START DATA FOR THIS TASK

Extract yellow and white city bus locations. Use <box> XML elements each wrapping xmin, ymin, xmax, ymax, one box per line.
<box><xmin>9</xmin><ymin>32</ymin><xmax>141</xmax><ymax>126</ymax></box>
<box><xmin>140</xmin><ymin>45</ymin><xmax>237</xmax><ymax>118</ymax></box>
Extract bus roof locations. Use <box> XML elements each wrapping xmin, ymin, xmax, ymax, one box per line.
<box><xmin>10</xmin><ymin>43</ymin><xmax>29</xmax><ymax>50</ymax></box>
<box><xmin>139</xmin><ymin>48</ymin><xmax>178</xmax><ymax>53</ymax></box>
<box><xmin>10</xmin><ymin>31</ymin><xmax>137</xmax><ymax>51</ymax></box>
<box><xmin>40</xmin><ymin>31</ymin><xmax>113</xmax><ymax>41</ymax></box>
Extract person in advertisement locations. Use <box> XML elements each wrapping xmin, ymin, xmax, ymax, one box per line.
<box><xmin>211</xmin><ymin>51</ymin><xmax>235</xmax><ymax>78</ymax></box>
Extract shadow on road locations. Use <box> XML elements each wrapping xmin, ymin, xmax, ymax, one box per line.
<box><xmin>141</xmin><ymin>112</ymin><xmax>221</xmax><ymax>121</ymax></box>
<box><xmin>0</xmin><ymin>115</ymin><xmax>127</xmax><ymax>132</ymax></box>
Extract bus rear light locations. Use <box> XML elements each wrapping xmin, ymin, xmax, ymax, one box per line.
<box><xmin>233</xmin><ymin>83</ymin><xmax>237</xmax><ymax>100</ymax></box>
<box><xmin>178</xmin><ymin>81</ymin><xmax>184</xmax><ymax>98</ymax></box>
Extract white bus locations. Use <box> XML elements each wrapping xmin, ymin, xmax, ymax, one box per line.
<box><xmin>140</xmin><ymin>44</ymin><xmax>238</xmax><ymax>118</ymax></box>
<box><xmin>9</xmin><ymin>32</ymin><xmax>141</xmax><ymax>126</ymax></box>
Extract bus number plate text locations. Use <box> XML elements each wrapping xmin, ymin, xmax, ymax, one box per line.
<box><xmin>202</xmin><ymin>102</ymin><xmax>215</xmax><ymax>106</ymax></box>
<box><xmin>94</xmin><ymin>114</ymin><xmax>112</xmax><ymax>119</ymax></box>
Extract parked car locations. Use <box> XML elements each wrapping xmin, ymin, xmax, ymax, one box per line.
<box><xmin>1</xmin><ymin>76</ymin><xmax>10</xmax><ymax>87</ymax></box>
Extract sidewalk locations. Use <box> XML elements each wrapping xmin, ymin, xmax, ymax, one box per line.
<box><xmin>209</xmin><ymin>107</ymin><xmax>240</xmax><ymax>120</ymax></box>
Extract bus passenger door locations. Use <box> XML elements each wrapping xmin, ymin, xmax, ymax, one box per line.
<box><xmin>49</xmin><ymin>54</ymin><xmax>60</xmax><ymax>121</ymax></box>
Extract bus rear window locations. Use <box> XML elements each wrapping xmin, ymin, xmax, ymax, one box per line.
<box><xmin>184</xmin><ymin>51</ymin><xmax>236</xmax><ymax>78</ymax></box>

END DATA FOR THIS TASK

→ **REQUIREMENT**: Using the material above, print word for word the lines from the one holding "Extract bus passenger" through the last line.

→ **ANSWER TO THE PROBLEM**:
Extract bus passenger door locations. Use <box> XML elements each wrapping xmin, ymin, xmax, ymax, one box per line.
<box><xmin>49</xmin><ymin>54</ymin><xmax>60</xmax><ymax>121</ymax></box>
Extract bus rear window locations. Use <box> XML elements each wrapping xmin, ymin, xmax, ymax, one box per line.
<box><xmin>184</xmin><ymin>51</ymin><xmax>236</xmax><ymax>78</ymax></box>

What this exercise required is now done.